╭──
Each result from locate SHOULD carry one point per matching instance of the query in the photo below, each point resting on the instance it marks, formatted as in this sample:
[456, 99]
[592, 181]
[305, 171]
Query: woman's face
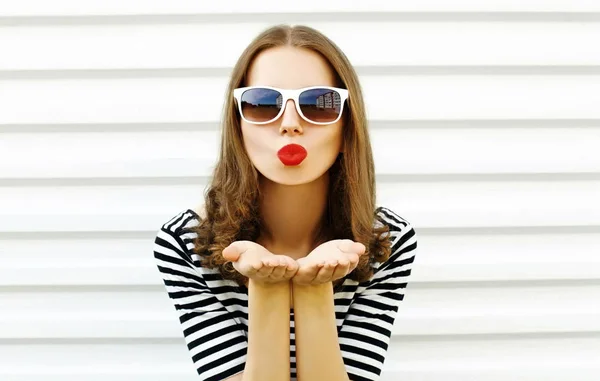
[291, 68]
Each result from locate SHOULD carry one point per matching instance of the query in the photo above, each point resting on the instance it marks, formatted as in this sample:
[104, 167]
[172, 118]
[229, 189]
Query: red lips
[292, 154]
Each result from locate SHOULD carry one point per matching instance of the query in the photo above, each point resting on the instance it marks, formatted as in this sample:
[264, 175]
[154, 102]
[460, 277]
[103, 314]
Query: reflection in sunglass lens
[261, 105]
[320, 105]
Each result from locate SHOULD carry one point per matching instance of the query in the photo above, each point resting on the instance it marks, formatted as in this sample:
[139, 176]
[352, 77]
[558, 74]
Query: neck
[292, 215]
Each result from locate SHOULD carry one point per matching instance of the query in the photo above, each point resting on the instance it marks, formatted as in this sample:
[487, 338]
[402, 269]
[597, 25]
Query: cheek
[255, 140]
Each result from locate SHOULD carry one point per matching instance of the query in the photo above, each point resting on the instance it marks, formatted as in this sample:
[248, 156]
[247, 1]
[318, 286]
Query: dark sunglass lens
[261, 105]
[320, 105]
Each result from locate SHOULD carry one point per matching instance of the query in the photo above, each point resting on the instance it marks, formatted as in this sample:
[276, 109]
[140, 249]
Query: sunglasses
[316, 104]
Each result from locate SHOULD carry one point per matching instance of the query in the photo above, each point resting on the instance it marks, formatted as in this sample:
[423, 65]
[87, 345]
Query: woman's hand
[330, 261]
[255, 262]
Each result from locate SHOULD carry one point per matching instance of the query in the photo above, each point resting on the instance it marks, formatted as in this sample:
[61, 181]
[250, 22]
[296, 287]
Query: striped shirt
[213, 311]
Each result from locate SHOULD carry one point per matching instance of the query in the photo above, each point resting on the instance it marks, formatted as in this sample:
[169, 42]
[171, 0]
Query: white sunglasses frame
[287, 94]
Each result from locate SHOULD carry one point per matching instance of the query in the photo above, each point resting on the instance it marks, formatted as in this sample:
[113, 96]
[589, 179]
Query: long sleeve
[365, 333]
[216, 340]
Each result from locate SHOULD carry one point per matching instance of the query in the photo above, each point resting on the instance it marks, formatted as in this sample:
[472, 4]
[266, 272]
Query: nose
[290, 120]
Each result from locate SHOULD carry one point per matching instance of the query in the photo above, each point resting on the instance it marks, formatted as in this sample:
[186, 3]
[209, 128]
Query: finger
[267, 268]
[353, 258]
[360, 248]
[234, 250]
[307, 271]
[348, 246]
[325, 273]
[279, 269]
[291, 267]
[341, 270]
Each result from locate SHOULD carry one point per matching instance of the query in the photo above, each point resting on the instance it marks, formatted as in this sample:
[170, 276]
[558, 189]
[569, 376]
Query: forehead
[290, 67]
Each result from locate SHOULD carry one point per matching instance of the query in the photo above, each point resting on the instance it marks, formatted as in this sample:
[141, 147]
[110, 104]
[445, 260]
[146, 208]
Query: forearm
[268, 355]
[318, 355]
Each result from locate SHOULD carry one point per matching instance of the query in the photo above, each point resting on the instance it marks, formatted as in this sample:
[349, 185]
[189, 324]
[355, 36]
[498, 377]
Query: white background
[485, 121]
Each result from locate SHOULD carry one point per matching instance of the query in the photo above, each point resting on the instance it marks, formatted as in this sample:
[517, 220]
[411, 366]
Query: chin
[298, 175]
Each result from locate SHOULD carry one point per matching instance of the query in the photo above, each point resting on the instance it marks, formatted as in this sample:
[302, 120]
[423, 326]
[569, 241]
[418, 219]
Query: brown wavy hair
[232, 198]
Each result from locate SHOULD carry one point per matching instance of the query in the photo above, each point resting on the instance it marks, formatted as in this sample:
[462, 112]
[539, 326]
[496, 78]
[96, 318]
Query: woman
[289, 270]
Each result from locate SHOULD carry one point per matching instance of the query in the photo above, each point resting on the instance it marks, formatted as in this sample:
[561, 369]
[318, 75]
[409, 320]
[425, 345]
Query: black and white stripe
[213, 312]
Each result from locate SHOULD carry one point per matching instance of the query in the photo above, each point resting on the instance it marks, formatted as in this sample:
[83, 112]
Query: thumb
[234, 250]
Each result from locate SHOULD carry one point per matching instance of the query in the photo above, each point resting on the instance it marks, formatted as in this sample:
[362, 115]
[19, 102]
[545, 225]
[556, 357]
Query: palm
[255, 262]
[328, 262]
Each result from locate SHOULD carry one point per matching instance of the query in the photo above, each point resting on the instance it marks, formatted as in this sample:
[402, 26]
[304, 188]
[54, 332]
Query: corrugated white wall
[485, 120]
╰──
DESCRIPTION OF THE TASK: Write the material out again word for word and omit any images.

WRITTEN SOLUTION:
Each result from locate SHOULD carry one point per matching instance of the query in the photo below, each point resting on the instance it marks, formatted as in this sample:
[456, 99]
[592, 181]
[305, 171]
Query: woman's face
[291, 68]
Each result from locate SHOULD carry one point per matching instance of the query in the photo above, each point resting on the instance it marks, formatted as in this sample:
[104, 167]
[172, 118]
[229, 189]
Query: red lips
[292, 154]
Each result from locate SHOULD carry one point per matching instance of the query in the photo above, each point resting on the instance it marks, formatted as in this sample:
[264, 175]
[154, 102]
[460, 277]
[103, 314]
Query: reflection in sunglass lens
[261, 105]
[320, 105]
Each result from locate SHOULD carry one point per matching instance of the query in the photo above, each point resting on the instance it marks, formatted as in this sample:
[139, 176]
[352, 77]
[558, 74]
Query: neck
[292, 215]
Each result from locate SHOULD carry one point per matching instance of the query in the photo above, each point resting on the instance it marks, formatted as in this sample:
[487, 338]
[402, 269]
[597, 25]
Query: cheek
[255, 140]
Each result from locate SHOULD carry one point per matching instance of the query in the photo above, each point resting on the instance it marks, formatted as in this sample:
[248, 156]
[247, 1]
[318, 286]
Query: dark sunglass lens
[261, 105]
[320, 105]
Each result from locate SHOULD carry one point per matching instance of the query in the photo above, each point resting on the instance it marks, formatted as in this sample:
[276, 109]
[140, 249]
Query: sunglasses
[316, 104]
Each result from locate SHOULD carry one point per matching instance of the query in the photo above, each point resting on the instance it marks, formatted as in this sample:
[423, 65]
[87, 345]
Query: woman's hand
[330, 261]
[255, 262]
Each result from locate SHOULD carry one point per matching instance of the query in the photo above, each point resting on the instance it marks, formatted as in this sample:
[61, 181]
[250, 22]
[296, 287]
Query: striped shirt
[213, 311]
Each result from locate SHOULD carry one point per matching instance of the query in the photo above, each point resting on the instance it marks, formatted as in this sample:
[169, 42]
[171, 0]
Query: white sunglasses frame
[287, 94]
Each result from locate SHOULD carry one point per matching instance of the query in the photo above, each point resting on the instance it marks, formatted as in this sample:
[113, 96]
[589, 179]
Query: long sleeve
[365, 333]
[216, 340]
Each result from locate SHOULD carry one point per matching instance of the query in the photo above, each point resting on the instance it marks, formatted as in this sample:
[472, 4]
[266, 272]
Query: nose
[290, 120]
Each result from locate SHOULD carry one point per matching instance of the query in the photo above, each point resting on the instance it marks, formatted as in this sample:
[186, 3]
[209, 128]
Query: finger
[267, 268]
[353, 258]
[360, 248]
[234, 250]
[307, 271]
[348, 246]
[325, 273]
[279, 269]
[291, 267]
[341, 270]
Each result from locate SHOULD carry one point per matching instance of the query in the photo above, each point resting on the instance it marks, formatted as in this sample:
[170, 276]
[558, 189]
[569, 376]
Query: forehead
[290, 67]
Each result from locate SHOULD carry one point per matching instance of the query in the photo above, each point resting on the instance it marks, formatted as in this sample:
[141, 147]
[110, 104]
[445, 260]
[146, 208]
Query: forearm
[268, 355]
[318, 355]
Each result from locate SHOULD carry one point per matching instance of the query in the photo above, each point resting on the instance it marks, formatted as in this sample:
[349, 185]
[189, 324]
[355, 36]
[498, 377]
Query: white background
[485, 121]
Each result from locate SHOULD carry one point per matching instance of the query in the photo above, each point resting on the instance it marks, formatted as in this sample:
[517, 220]
[411, 366]
Query: chin
[298, 175]
Each result from locate SHOULD carry one point per matching instance of the query in the photo above, each point resting on the instance it marks, formatted as in this sample:
[302, 120]
[423, 326]
[569, 241]
[418, 219]
Query: brown wavy hair
[232, 198]
Each result from locate SHOULD carry one point per matching instance of the query in the photo above, each point resting on the instance it marks, formatted as in this sample:
[462, 112]
[539, 326]
[496, 78]
[96, 318]
Query: woman
[289, 270]
Each result from locate SHOULD carry one point per matching instance of the query in the photo above, each point resting on the instance it marks, formatted as in this sample:
[561, 369]
[318, 75]
[409, 320]
[425, 345]
Query: black and white stripe
[213, 312]
Each result from locate SHOULD carry one point per matching instance of the query in the photo above, each point resting on the instance it marks, formatted as in this sample:
[83, 112]
Query: thumb
[234, 250]
Each result from locate SHOULD carry one point per matching instance of the query in the photo above, each point resting on the instance it marks, formatted as in this sample:
[362, 115]
[19, 102]
[545, 225]
[556, 357]
Query: palm
[255, 262]
[328, 262]
Each result from locate SHOULD carry one point per matching instance of the query in the photo above, each point resting on the instance it marks, formatted as in this sample:
[402, 26]
[304, 188]
[54, 332]
Query: corrugated white wall
[485, 120]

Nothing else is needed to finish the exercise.